(Task goal)
Copy the entries word for word, starting with the line containing "Would you mind pinning the zipline pulley" and continuing through the end of the entries.
___ Material to process ___
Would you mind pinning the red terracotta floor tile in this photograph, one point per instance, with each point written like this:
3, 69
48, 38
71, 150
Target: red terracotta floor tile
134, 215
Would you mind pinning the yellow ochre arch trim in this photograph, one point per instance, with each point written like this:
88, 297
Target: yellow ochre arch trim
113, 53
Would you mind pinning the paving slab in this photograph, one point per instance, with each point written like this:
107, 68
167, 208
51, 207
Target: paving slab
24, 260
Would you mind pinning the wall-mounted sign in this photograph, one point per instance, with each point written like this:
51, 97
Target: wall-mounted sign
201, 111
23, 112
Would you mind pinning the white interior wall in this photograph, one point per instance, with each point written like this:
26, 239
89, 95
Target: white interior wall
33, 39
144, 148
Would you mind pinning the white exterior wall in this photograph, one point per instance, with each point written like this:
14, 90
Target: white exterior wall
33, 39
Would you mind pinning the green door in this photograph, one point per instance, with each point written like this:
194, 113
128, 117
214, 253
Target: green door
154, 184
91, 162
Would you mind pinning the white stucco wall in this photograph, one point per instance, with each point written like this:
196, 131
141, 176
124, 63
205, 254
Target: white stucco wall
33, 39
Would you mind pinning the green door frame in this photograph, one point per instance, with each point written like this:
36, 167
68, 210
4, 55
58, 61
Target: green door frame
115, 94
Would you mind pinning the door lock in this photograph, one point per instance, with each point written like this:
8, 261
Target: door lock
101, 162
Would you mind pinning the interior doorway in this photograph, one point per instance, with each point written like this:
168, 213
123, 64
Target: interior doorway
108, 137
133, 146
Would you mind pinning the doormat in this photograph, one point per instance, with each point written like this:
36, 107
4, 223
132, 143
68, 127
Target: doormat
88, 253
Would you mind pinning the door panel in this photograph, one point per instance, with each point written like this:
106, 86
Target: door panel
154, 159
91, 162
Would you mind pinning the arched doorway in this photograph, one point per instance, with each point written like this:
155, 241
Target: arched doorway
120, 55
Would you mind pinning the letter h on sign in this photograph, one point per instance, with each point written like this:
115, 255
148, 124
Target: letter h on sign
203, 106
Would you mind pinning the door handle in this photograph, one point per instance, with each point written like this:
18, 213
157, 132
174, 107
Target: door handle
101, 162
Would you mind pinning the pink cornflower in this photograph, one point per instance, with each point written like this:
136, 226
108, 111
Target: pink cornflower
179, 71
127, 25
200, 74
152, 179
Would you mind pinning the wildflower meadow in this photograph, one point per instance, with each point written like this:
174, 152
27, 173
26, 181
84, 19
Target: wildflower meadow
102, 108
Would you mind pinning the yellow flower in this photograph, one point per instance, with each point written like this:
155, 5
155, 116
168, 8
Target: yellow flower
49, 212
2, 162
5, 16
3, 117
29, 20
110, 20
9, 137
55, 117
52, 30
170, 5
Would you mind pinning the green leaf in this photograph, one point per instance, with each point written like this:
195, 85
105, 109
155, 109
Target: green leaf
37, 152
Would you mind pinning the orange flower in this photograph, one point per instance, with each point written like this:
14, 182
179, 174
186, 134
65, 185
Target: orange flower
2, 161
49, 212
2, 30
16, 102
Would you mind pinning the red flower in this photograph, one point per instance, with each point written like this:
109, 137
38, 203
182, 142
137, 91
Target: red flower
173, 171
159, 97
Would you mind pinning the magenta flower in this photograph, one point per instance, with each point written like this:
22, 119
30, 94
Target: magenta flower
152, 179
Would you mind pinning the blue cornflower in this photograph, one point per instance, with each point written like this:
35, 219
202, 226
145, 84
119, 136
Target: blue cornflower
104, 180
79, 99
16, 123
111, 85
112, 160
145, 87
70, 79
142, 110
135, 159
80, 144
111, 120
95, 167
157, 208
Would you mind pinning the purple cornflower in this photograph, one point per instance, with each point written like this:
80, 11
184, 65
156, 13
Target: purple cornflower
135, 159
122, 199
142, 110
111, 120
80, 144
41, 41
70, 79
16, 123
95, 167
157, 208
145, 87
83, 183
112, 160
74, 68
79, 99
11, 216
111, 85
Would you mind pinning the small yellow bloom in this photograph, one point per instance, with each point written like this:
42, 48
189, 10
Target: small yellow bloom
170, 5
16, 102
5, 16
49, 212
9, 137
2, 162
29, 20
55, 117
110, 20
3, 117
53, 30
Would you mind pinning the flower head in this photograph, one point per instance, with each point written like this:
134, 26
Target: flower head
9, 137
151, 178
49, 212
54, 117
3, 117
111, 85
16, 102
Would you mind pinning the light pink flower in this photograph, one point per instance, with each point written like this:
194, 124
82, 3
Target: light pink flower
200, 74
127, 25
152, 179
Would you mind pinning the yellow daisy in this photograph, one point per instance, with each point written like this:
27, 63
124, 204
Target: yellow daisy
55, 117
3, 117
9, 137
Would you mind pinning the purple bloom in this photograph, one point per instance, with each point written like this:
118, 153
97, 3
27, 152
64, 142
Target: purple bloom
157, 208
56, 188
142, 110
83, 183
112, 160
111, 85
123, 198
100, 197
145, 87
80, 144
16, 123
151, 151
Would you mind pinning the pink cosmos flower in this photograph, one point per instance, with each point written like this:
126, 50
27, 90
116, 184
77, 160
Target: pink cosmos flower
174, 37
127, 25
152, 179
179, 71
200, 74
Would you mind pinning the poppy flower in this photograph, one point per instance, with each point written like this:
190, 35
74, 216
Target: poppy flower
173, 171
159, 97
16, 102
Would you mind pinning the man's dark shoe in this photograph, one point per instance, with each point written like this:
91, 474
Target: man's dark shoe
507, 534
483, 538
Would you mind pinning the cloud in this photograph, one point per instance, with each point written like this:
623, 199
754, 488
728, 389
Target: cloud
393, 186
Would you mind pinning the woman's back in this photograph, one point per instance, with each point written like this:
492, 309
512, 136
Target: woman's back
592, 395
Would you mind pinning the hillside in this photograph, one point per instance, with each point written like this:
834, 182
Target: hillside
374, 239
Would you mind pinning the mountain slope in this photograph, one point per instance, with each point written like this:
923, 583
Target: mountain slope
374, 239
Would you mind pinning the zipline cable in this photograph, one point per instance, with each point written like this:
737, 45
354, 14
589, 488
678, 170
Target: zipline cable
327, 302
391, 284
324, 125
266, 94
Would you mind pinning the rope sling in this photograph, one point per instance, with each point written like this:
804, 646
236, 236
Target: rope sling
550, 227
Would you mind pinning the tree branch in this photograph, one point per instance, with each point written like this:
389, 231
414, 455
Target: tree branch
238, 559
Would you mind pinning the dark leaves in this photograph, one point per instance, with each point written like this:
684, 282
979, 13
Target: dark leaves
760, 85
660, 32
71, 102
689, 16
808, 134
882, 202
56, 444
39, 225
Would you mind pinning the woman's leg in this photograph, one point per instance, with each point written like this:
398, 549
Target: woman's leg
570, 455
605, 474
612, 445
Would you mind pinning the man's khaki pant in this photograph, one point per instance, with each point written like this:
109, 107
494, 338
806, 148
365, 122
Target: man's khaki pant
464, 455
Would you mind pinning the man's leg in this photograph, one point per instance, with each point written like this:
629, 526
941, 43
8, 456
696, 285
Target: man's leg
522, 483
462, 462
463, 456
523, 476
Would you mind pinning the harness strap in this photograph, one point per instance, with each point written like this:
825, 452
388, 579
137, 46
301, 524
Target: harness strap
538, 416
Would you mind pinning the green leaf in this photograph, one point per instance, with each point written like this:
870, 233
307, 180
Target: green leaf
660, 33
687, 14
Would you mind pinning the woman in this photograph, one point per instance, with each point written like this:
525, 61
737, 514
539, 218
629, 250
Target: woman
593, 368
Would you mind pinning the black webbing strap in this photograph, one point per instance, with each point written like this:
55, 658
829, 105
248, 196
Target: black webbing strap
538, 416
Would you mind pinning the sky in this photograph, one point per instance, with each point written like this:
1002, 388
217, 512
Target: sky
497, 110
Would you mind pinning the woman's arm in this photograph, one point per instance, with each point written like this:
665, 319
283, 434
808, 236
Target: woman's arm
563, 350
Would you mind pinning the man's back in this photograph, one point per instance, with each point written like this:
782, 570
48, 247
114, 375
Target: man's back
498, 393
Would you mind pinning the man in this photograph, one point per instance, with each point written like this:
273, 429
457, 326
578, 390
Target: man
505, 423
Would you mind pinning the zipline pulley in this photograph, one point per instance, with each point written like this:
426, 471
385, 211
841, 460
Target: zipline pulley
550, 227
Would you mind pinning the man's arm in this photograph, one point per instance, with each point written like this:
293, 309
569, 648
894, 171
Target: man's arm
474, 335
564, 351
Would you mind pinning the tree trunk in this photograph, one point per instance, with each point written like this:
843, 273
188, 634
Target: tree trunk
___
(In response)
Would you mind pinning the zipline pulley in this photograph, one point per instance, with each point written like this:
426, 471
385, 211
841, 460
Target: zipline pulley
550, 227
Would you mind pinning the man's arm in this photograph, one point per instance, with each point written like this:
293, 309
569, 648
894, 171
Target: man's arm
474, 335
564, 351
Would you mind pinning the tree trunk in this photograph, one point per instance, with each point written like this:
843, 273
188, 634
Target: tree trunk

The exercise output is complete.